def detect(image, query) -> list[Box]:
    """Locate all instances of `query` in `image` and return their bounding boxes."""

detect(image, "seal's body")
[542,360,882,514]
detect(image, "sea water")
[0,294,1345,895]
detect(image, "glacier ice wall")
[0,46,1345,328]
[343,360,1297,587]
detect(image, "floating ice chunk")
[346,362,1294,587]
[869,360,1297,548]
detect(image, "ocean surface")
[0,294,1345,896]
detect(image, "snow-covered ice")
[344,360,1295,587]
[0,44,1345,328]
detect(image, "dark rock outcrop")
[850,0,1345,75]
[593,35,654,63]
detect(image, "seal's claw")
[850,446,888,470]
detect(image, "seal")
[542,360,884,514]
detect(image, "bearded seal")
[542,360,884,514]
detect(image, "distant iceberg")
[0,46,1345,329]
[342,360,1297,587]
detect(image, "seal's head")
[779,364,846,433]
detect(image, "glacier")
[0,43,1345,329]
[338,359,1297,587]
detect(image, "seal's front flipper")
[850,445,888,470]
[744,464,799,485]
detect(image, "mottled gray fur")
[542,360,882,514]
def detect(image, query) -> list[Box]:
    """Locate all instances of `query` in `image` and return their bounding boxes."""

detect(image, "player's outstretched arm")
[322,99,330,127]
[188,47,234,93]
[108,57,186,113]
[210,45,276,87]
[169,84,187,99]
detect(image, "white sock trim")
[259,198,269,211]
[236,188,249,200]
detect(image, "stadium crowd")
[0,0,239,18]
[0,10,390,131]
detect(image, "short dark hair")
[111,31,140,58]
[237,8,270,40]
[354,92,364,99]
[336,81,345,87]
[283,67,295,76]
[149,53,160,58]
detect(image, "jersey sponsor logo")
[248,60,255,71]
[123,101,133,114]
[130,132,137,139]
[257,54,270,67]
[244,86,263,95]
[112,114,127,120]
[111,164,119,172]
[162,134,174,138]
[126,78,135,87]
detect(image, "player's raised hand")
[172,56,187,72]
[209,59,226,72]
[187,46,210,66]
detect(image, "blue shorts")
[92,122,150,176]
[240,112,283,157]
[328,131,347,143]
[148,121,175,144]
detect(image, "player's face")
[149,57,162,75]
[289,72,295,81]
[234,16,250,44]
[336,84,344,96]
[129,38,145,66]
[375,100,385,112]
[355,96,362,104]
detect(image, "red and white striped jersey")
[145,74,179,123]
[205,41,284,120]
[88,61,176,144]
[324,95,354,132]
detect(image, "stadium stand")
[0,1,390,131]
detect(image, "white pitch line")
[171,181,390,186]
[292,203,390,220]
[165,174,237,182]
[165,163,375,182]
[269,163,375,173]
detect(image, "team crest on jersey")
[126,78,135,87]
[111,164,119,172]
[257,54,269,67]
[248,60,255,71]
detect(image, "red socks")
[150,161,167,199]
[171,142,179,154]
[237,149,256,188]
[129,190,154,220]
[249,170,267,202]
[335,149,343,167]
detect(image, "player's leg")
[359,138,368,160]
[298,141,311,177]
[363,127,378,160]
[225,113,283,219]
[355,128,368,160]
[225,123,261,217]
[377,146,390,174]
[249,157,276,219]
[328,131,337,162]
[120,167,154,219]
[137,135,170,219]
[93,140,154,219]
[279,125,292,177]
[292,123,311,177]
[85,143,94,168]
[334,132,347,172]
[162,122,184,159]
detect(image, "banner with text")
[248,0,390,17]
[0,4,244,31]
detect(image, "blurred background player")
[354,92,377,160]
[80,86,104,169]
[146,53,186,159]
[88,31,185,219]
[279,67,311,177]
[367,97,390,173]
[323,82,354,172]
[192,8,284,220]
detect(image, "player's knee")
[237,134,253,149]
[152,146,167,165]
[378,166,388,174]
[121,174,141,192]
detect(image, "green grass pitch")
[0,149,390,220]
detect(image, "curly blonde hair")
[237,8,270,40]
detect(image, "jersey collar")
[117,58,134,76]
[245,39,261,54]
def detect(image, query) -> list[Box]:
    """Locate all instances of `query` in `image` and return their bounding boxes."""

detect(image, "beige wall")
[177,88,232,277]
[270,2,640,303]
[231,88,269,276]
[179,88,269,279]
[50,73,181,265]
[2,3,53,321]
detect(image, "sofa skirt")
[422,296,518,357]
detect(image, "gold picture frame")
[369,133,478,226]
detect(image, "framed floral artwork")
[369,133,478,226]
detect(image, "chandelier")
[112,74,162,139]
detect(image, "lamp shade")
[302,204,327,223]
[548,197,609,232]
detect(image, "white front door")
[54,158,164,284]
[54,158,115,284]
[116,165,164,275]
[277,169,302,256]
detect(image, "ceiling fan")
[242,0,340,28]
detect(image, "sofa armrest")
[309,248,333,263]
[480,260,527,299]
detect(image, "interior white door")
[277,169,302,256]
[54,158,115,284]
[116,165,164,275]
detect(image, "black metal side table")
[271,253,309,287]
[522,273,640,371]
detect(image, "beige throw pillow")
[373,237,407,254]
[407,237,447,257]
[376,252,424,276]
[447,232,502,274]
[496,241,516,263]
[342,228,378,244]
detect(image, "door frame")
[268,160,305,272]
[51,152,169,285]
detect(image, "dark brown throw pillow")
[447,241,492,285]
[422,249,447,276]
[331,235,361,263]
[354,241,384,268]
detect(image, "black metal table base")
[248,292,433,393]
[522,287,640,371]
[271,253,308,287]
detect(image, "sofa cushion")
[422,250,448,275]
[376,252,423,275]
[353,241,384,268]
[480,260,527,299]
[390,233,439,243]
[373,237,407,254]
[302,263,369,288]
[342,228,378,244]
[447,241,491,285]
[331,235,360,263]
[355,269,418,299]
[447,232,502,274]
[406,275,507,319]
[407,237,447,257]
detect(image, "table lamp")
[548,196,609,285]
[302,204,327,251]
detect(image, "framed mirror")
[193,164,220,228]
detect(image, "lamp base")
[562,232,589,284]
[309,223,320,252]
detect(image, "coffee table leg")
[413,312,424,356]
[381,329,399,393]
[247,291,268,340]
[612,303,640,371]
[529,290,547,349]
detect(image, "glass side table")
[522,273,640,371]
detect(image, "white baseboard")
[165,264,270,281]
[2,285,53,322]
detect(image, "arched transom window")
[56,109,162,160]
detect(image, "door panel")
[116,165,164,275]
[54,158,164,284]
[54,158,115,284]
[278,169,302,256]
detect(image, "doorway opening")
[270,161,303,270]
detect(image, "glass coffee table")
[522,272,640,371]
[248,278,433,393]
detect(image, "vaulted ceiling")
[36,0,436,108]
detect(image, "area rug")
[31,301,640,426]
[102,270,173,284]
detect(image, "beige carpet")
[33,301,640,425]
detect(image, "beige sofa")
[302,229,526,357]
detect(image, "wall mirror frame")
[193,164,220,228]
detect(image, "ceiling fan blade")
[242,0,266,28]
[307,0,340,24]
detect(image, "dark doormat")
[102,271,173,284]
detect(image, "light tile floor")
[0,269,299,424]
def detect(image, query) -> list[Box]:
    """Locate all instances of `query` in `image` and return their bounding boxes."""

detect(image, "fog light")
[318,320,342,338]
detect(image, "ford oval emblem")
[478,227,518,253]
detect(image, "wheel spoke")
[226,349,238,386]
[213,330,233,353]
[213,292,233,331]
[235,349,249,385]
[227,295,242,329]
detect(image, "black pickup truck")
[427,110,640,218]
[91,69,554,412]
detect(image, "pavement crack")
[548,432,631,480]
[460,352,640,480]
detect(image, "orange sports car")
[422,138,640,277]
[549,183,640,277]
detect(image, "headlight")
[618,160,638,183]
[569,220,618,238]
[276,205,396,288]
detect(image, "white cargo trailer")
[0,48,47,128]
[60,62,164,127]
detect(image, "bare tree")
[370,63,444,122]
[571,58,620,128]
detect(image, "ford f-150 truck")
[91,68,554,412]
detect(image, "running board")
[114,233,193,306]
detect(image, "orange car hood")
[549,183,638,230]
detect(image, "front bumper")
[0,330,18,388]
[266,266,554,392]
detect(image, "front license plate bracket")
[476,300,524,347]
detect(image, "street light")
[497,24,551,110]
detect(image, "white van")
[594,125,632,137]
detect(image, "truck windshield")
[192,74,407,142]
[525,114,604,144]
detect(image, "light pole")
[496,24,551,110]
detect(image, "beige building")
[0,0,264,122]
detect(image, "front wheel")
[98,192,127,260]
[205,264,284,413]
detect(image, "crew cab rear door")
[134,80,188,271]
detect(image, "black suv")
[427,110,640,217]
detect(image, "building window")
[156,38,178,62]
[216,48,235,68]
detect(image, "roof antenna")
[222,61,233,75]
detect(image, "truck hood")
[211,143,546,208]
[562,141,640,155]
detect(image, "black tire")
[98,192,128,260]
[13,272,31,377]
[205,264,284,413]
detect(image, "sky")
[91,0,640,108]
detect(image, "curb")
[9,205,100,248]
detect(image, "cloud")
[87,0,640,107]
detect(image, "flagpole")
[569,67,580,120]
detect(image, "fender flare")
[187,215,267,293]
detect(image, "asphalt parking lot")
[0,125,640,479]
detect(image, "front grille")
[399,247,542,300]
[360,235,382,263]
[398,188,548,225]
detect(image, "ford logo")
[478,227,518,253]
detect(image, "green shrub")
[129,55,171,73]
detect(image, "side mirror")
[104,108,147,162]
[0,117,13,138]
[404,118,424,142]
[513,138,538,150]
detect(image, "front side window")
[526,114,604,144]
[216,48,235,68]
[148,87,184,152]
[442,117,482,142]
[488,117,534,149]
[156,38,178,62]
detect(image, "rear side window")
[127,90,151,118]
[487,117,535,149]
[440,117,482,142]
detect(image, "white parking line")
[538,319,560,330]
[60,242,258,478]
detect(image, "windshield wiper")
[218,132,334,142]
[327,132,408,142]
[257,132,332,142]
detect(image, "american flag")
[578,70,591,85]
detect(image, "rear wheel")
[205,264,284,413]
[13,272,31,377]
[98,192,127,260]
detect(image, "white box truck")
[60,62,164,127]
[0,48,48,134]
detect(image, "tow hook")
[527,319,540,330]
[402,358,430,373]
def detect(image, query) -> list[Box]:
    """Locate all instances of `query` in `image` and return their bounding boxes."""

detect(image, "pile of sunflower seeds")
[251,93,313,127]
..........
§ **TASK GOAL**
Gather every line of the records above that contains the string "glass".

§ **CORRECT ANSWER**
detect(image, "glass side table")
detect(image, "glass coffee table")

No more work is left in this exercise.